### SUMBER

Penentuan khlor, brom dapat dilakukan dengan mentitrasi halogenida tersebut
dengan AgNO3 dengan menggunakan indikator kalium khromat, ion khromat akan
bereaksi dengan ion perak bila seluruh Cl telah diendapkan secara kuantitatif
oleh ion Ag sehingga titik akhir titrasi
ditandainya dengan terbentuknya endapan merah dari Ag2CrO4. Titrasi pengendapan
adalah golongan titrasi dimana hasil tirasinya merupakan endapan atau garam
yang sukar larut.Prinsip dasarnya adalah reaksi pengendapan yang cepat mencapai
kesetimbangan dan untuk mendapatkan hasil pada titik akhir titrasi maka perlu
di tambahkan indikator. Titrasi yang melibatkan reaksi pengendapan hampir tak
sebanyak titrasi yang melibatkan reaksi asam basa dalam analisis titrimetri.
Presipitimetri adalah cara titrasi dimana terjadi endapan.
Contoh : AgNO3+ NaCl → AgCl + NaNO3
Ada 3 macam metode
argentometri:
2.1.1 Metode Mohr (pembentukan endapan berwarna)

######

* **SOAL A**
Terjemahkan kalimat "Presipitimetri adalah cara titrasi dimana terjadi endapan." dari teks tentang titrasi pengendapan ke dalam bahasa Inggris.
* **SOAL B**
Jawablah pertanyaan berikut berdasarkan teks tentang titrasi pengendapan.
(i) Indikator apa yang digunakan saat mentitrasi khlor dan brom dengan AgNO3?
(ii) Berapa macam metode argentometri yang disebutkan?
(iii) Metode apa yang tercantum pada bagian 2.1.1?

### DATA TERCATAT

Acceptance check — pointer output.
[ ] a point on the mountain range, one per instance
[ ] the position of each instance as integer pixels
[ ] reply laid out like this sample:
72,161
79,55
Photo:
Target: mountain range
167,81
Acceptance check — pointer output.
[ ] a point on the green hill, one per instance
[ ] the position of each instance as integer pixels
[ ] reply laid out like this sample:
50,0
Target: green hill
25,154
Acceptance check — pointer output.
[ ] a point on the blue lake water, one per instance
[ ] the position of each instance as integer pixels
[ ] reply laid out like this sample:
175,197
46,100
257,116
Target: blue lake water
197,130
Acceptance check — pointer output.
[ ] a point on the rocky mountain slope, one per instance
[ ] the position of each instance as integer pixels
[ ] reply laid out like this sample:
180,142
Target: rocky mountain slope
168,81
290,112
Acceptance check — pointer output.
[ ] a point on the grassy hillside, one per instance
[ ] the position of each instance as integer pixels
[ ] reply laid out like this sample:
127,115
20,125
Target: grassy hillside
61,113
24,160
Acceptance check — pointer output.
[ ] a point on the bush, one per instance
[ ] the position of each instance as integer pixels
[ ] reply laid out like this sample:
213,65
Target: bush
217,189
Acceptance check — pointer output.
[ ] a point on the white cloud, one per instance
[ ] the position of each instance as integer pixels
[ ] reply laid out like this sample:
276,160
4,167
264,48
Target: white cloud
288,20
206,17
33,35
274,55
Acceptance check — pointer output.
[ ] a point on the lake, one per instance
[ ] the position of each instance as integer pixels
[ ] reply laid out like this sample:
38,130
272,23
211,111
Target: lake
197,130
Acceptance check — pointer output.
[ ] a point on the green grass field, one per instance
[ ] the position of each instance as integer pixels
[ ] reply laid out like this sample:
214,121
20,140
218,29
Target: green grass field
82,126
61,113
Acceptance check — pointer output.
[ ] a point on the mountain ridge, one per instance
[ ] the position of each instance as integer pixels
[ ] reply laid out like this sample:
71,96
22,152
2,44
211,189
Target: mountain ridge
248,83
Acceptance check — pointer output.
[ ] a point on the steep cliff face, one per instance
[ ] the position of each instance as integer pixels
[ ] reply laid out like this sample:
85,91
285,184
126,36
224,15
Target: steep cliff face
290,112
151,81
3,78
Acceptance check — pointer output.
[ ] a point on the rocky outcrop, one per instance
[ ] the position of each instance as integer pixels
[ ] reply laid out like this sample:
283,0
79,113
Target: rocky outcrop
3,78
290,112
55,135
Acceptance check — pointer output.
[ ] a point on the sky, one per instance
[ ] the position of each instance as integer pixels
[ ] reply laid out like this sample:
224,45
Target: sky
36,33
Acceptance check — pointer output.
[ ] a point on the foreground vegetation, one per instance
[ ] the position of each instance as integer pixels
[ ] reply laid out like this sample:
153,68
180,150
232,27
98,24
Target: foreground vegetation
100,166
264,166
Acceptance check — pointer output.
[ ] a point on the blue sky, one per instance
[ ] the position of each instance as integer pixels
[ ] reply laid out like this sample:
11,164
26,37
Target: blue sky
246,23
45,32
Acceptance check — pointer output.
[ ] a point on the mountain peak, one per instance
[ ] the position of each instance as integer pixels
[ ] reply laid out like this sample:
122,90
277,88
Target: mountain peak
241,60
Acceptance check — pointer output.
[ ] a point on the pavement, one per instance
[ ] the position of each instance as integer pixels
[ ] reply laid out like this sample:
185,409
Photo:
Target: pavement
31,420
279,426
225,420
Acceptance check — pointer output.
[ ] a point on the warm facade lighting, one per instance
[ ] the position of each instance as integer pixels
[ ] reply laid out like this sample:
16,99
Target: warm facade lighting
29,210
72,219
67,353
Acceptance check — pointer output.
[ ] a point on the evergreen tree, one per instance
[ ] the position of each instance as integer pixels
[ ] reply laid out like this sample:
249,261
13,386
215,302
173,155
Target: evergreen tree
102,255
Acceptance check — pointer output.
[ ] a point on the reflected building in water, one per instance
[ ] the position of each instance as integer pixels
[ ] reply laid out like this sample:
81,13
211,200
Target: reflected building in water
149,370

######

* **JAWABAN BENAR A**
Precipitimetry is a titration method in which a precipitate forms.

* **JAWABAN BENAR B**
(i) Indikator yang digunakan adalah kalium khromat.
(ii) Ada tiga macam metode argentometri yang disebutkan.
(iii) Bagian 2.1.1 mencantumkan Metode Mohr, yaitu metode pembentukan endapan berwarna.